## Text:
****
These two arguments do focus on more long-term timeframes and future generations, but they can also fit the short-term. A long-term model will need to change to match future generations, a short-term model will need to change to match individual people or match the individual as they change. If an AI system is acting as a personal assistant, it is better off wanting to make its owner happy than it is just wanting to write their emails, make the shopping list, etc. It needs to be able to update to their preferences, otherwise it will prove obsolete very quickly. If we replace emails with another technology, an AI with the goal to “write professional emails” no longer serves a particularly strong purpose.
Alternatively, a model that does not update to match our preferences, a static model, may be useful for certain purposes when we do not want its purpose to be changed in any case. It could be useful if we feel that human preferences will change in a dangerous way, so we think that perhaps the only reason to go against the current desires held by the model would be a selfish/dangerous desire. There's no way that we could know this for sure, but we could be fairly certain that the only desires for changing the model's action are immoral ones. There are always grey cases, but if the grey cases are minimal, unlikely and present a much lower risk, then we're better focusing on the clearly presented risk.
Dynamic vs static alignment in this sense is entirely situational.
Knowing what you want
Though it appears generally preferable that a model is dynamic in its approach to aligning with human values, the manner in which it does so raises questions. It is beyond the scope of this paper to look particularly deeply into each aspect of this issue, as each would require a complex investigation within itself, but I do outline concerns for this approach to alignment. These are issues largely only faced by dynamic models, as static models do not necessarily have to understand the desires those around them are portraying.
****
Please copy the stretch of the alignment text from "Knowing what you" through "them are portraying." word for word. The items have no connection to this text and come from another source.
****
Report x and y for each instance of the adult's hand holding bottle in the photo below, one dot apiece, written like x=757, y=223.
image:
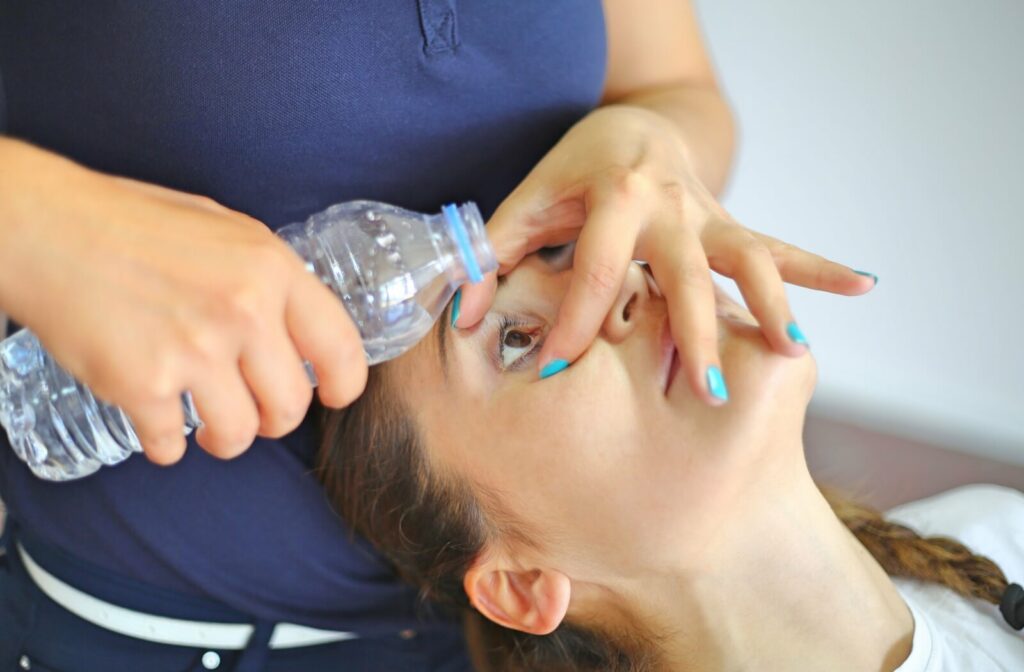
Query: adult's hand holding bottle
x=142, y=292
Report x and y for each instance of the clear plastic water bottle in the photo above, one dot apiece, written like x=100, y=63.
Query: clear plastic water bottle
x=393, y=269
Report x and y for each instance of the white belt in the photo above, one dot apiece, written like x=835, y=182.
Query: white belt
****
## Answer for the task:
Knowing what you want
Though it appears generally preferable that a model is dynamic in its approach to aligning with human values, the manner in which it does so raises questions. It is beyond the scope of this paper to look particularly deeply into each aspect of this issue, as each would require a complex investigation within itself, but I do outline concerns for this approach to alignment. These are issues largely only faced by dynamic models, as static models do not necessarily have to understand the desires those around them are portraying.